[Data rows]

****

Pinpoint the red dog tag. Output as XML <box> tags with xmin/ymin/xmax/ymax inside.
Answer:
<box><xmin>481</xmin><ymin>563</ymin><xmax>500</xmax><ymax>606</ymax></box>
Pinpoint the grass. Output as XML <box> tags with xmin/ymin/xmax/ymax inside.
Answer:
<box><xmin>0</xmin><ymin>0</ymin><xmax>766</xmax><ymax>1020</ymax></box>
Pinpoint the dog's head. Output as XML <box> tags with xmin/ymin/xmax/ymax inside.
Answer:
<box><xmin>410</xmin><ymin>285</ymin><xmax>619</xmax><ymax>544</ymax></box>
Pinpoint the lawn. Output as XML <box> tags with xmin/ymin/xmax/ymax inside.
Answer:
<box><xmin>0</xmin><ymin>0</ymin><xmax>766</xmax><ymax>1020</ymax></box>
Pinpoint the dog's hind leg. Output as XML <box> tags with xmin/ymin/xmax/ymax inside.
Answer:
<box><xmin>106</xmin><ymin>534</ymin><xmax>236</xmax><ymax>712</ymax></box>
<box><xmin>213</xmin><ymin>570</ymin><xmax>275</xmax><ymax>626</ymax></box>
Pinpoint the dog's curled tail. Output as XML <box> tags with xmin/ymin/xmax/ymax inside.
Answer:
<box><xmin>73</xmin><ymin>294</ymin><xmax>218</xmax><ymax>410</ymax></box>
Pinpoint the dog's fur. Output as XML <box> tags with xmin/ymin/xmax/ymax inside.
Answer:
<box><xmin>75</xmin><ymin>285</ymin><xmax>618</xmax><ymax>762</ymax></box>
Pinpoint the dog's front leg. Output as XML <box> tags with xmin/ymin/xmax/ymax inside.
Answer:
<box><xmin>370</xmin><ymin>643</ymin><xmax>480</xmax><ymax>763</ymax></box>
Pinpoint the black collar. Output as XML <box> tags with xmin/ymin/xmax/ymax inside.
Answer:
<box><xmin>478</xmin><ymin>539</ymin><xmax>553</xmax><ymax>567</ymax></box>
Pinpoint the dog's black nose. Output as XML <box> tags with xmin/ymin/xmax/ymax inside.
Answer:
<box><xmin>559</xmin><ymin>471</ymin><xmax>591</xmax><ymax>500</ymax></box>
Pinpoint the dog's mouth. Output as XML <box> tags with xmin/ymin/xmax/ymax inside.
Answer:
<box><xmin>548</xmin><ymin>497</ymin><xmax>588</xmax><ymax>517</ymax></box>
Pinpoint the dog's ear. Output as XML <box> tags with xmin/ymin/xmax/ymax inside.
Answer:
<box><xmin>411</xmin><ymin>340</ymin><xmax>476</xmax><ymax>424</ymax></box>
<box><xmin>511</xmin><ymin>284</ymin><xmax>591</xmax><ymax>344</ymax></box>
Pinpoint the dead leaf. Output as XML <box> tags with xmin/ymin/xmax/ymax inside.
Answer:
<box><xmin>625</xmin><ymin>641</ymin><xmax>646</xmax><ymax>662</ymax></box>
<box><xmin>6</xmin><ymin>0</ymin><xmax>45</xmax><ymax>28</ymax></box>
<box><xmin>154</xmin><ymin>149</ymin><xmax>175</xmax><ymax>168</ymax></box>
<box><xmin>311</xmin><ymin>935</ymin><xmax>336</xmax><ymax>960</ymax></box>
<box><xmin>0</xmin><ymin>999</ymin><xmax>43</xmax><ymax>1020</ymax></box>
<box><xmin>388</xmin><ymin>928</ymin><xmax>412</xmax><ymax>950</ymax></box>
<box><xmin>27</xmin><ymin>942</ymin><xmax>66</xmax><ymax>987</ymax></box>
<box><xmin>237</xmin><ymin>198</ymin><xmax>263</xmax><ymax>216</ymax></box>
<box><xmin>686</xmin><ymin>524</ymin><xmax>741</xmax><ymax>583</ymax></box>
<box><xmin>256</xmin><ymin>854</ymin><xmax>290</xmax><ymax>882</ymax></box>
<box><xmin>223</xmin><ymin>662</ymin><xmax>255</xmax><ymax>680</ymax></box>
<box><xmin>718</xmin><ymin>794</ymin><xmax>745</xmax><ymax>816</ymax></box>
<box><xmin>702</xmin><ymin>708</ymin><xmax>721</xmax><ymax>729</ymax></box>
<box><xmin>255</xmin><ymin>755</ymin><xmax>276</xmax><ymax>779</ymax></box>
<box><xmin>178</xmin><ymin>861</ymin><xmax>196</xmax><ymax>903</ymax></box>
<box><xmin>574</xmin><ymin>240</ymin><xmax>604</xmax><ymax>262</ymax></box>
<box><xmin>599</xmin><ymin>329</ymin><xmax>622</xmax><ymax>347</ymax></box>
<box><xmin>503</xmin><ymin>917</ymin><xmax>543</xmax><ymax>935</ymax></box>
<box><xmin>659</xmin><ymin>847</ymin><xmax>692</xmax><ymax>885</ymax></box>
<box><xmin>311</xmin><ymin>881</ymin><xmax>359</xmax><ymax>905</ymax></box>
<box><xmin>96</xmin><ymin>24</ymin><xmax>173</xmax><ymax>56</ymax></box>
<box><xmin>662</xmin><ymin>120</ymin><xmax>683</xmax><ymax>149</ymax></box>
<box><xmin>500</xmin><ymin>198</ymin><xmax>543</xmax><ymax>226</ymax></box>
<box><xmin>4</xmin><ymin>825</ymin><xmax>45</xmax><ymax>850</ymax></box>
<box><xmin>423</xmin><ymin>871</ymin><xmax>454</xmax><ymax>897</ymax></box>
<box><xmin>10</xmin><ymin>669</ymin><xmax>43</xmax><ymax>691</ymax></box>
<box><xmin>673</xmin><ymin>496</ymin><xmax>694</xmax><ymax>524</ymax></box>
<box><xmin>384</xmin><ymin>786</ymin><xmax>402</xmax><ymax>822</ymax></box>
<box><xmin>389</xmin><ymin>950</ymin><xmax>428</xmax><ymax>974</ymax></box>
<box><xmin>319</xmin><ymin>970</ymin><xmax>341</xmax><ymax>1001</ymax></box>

****

[Set problem] Return every line from the records above that contains the word "black", copying each line in full without changes.

[Task solution]
Pinpoint the black collar. Output as XML <box> tags with xmin/ymin/xmax/ymax inside.
Pinpoint the dog's black nose. Output as XML <box> tags with xmin/ymin/xmax/ymax inside.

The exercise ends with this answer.